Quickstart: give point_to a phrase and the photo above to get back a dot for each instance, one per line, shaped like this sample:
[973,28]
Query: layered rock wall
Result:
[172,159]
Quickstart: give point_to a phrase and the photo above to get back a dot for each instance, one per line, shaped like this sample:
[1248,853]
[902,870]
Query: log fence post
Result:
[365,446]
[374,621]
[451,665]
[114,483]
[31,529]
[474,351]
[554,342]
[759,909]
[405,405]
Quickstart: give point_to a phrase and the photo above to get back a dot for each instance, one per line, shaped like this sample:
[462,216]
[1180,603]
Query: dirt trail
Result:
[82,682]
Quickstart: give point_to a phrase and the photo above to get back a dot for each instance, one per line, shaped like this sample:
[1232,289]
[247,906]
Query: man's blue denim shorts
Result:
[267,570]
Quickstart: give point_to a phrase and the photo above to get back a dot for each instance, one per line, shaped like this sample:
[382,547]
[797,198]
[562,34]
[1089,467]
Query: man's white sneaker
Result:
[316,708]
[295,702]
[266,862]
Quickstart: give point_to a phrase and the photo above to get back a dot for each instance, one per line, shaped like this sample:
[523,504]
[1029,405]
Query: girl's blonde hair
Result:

━━━━━━━━

§ **Problem description**
Answer with a number only. How many lines in the records include the word "Query"?

§ **Response for this exercise**
6